**EXCERPT TO READ**:
* * * * *
The Second Restatement of Torts provides that “[a]n act or an omission may be negligent if the actor realizes or should realize that it involves an unreasonable risk of harm to another through the negligent or reckless conduct of the other or a third person.” Restatement (Second) of Torts § 302A (1984). The comments under this section are similar to those of Prosser and Keeton. Significantly, comment c. states:
As stated in § 290, the actor is required to know the common qualities and habits of human beings, in so far as they are a matter of common knowledge in the community. The actor may have special knowledge of the qualities and habits of a particular individual, over and above the minimum he is required to know, or he may have special warning that the individual is or is about to be negligent or reckless in the particular case.
Id., emt. c. (quoted in pertinent part).
In the present case, Kerr-McGee, particularly with its superior knowledge, skill and experience in the storage and refining of crude oil, should have recognized that the circumstances and conditions under which the Justiss crew was proceeding to install a new floating roof in the refinery company’s crude oil storage tank involved an unreasonable risk of a conflagration in a refinery endangering its own workers, the Justiss employees and the public. The trial court described those conditions and circumstances:
They used skill saws throughout the day. These saws were designed for cutting wood. The extension cords were not secured from possible submersion in the liquid sludge. Throughout the week these saws had ceased to function, either burned out or failed in some manner necessitating replacement____ The gunk and sludge in the B.S. and W. [apparently clogged the saws causing -this problem____ Whether from the skill saw sparks, if they had time to get to use them or from an extension cord shortage as has been suggested or a lighted cigarette, the vapors ignited killing all three Baker Tank [a division of Justiss] crew members in the tank____
Baker Tank sent a crew that was completely untrained, unfamiliar with the work at hand, the dangers involved or proper precautions. Once on the job, the Baker Tank crew acted in a manner that virtually insured an accident. Three of the members had little, if any, prior training in confined space work. The crew- used skill saws designed for wood use, they used gasoline to clean the saws and blades. They used unsecured electrical extension cords____
I must say no one covered themselves in glory as far as following simple — Heck, following their own safety regulations.
ER 6 (Oral Ruling of July 11,1994).
* * * * *
**SUPPLIED MATERIAL**:
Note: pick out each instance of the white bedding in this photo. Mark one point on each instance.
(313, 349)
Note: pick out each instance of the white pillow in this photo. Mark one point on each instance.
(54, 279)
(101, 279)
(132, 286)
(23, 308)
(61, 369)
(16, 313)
* * * * *
**TASK DESCRIPTION**:
Answer these about the negligence excerpt:
(a) Which section of the Restatement (Second) of Torts does it quote?
(b) What did the crew use to clean the saws and blades?
(c) On what date was the oral ruling given?
The entries have nothing to do with this.

**RESULT FOR THIS TASK**:
(a) § 302A
(b) Gasoline
(c) July 11, 1994